** start Exercise input **

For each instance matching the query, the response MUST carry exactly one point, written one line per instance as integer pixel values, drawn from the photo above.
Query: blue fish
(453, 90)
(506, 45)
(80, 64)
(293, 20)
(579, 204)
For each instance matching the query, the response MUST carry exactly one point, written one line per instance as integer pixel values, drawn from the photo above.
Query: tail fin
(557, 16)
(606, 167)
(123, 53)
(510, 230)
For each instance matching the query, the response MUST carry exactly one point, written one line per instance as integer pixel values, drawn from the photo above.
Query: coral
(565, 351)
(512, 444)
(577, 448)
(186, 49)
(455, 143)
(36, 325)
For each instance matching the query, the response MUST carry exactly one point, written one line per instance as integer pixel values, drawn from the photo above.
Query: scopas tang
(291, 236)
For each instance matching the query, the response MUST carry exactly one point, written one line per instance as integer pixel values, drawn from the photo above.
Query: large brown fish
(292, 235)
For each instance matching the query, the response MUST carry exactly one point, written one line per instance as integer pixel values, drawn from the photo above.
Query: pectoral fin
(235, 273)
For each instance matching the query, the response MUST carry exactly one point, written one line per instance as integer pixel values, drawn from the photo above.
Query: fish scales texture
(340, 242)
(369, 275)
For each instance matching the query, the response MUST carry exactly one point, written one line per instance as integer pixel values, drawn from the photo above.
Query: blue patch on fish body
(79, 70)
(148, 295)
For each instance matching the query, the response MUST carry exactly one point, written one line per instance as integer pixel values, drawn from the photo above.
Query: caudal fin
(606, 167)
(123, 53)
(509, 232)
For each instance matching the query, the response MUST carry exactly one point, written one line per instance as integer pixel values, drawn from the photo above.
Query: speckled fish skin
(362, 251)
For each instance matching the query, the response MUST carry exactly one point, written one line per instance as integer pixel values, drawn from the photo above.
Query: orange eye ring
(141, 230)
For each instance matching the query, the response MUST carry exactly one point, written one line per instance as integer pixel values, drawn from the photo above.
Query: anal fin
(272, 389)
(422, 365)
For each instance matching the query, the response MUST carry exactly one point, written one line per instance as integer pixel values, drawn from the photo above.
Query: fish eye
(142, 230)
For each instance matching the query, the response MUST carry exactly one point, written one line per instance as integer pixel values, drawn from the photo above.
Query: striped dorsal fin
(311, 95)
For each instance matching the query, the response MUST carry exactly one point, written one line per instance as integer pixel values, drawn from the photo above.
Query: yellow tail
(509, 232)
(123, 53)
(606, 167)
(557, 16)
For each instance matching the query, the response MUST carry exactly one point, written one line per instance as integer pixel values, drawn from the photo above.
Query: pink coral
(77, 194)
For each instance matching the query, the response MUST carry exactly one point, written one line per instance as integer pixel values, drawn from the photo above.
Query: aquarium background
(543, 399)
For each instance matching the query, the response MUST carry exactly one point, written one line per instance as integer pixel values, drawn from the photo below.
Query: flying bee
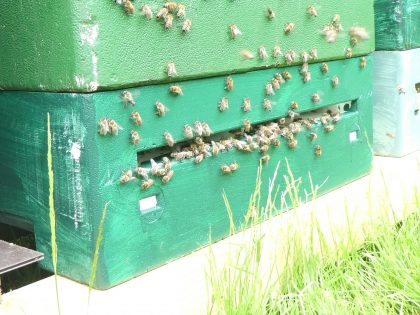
(103, 127)
(147, 12)
(318, 150)
(223, 104)
(135, 137)
(186, 26)
(246, 54)
(246, 105)
(198, 128)
(270, 14)
(166, 178)
(267, 105)
(262, 52)
(312, 11)
(137, 118)
(277, 52)
(169, 139)
(363, 62)
(234, 31)
(147, 183)
(269, 90)
(128, 98)
(181, 11)
(247, 125)
(188, 132)
(229, 83)
(316, 98)
(126, 177)
(335, 81)
(287, 75)
(289, 27)
(175, 89)
(162, 14)
(329, 128)
(265, 158)
(160, 109)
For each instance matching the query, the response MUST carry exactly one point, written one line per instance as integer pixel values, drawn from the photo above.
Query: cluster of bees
(166, 14)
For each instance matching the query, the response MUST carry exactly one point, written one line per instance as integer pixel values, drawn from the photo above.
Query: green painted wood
(397, 24)
(69, 46)
(87, 168)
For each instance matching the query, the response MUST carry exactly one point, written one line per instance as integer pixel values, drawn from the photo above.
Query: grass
(321, 274)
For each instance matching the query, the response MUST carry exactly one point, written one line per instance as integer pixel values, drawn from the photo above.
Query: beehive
(396, 102)
(397, 24)
(147, 228)
(62, 45)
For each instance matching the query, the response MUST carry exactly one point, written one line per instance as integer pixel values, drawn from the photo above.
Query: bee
(277, 52)
(186, 26)
(288, 28)
(129, 7)
(287, 75)
(349, 52)
(246, 105)
(270, 14)
(267, 105)
(126, 177)
(313, 53)
(167, 177)
(234, 31)
(103, 127)
(169, 139)
(262, 52)
(269, 90)
(188, 132)
(335, 81)
(147, 183)
(161, 15)
(206, 129)
(169, 21)
(160, 109)
(113, 127)
(329, 128)
(363, 62)
(223, 104)
(175, 89)
(198, 127)
(170, 6)
(318, 150)
(137, 118)
(128, 98)
(135, 137)
(313, 136)
(316, 98)
(247, 54)
(181, 11)
(199, 158)
(229, 83)
(147, 12)
(292, 143)
(265, 158)
(247, 125)
(312, 11)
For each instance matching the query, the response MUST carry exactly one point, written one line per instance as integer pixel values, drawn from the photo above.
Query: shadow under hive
(148, 227)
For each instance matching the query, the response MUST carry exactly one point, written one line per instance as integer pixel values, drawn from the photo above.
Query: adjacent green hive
(87, 166)
(397, 24)
(68, 45)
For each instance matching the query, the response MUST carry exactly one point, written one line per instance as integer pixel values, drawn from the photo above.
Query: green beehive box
(147, 228)
(397, 24)
(67, 45)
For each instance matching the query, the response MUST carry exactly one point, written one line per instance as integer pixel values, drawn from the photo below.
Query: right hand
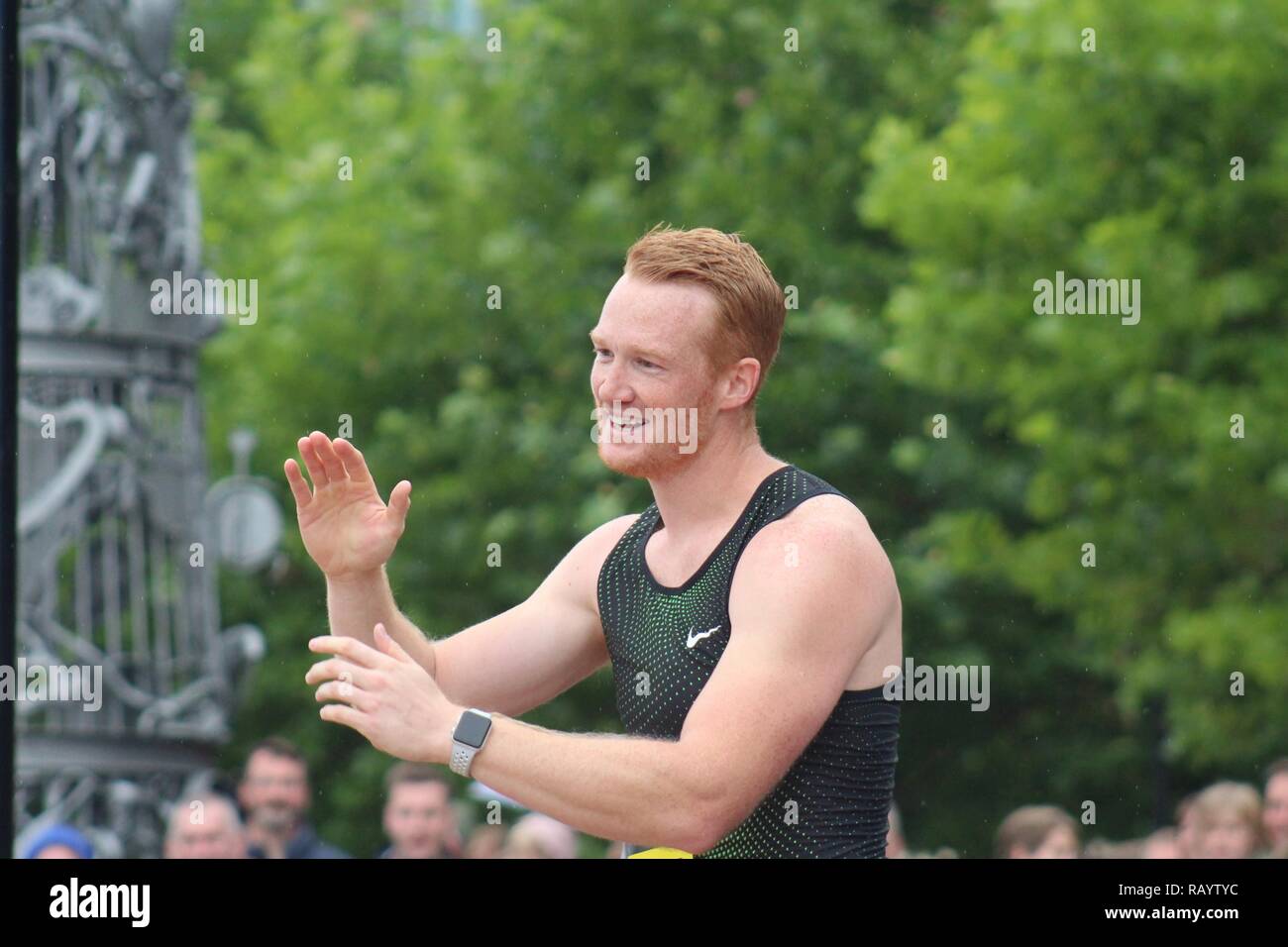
(346, 527)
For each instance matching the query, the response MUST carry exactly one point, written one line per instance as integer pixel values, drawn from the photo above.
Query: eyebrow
(647, 355)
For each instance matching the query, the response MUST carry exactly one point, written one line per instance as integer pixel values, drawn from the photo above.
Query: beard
(645, 460)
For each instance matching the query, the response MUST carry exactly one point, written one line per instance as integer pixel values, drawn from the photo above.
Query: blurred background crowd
(266, 815)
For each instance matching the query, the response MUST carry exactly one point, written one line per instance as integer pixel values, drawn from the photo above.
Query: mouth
(621, 424)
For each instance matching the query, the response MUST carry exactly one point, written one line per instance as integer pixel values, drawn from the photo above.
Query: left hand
(384, 694)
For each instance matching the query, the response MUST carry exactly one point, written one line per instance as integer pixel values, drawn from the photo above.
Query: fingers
(349, 648)
(330, 459)
(336, 669)
(346, 693)
(399, 500)
(338, 712)
(355, 464)
(313, 463)
(386, 643)
(299, 486)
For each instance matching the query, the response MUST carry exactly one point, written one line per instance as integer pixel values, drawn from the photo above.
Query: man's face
(1275, 814)
(417, 818)
(215, 836)
(1059, 843)
(275, 791)
(1227, 835)
(651, 355)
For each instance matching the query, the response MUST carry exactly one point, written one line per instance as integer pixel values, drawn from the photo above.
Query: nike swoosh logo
(695, 638)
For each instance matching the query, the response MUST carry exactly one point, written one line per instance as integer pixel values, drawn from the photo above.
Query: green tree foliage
(1076, 429)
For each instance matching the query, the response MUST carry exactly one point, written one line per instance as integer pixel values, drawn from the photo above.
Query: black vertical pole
(9, 116)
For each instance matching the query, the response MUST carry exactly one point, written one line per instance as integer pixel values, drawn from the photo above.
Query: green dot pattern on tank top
(665, 643)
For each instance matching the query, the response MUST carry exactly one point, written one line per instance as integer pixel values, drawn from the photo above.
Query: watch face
(472, 729)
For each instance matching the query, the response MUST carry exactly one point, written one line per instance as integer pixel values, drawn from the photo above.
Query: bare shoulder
(831, 539)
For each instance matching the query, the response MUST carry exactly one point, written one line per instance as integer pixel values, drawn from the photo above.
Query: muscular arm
(511, 663)
(799, 631)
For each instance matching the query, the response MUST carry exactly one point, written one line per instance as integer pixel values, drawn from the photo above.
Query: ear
(741, 381)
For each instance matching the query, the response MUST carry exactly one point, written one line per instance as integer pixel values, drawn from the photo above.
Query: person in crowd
(417, 817)
(1274, 813)
(59, 841)
(1162, 843)
(274, 793)
(1037, 831)
(205, 826)
(1229, 821)
(540, 836)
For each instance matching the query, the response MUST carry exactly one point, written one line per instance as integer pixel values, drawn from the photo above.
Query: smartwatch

** end Exercise input **

◆ **Brief**: Pull out every line of the material above that contains the word "beehive" and copy each one.

◆ **Task answer**:
Query: beehive
Query: green beehive box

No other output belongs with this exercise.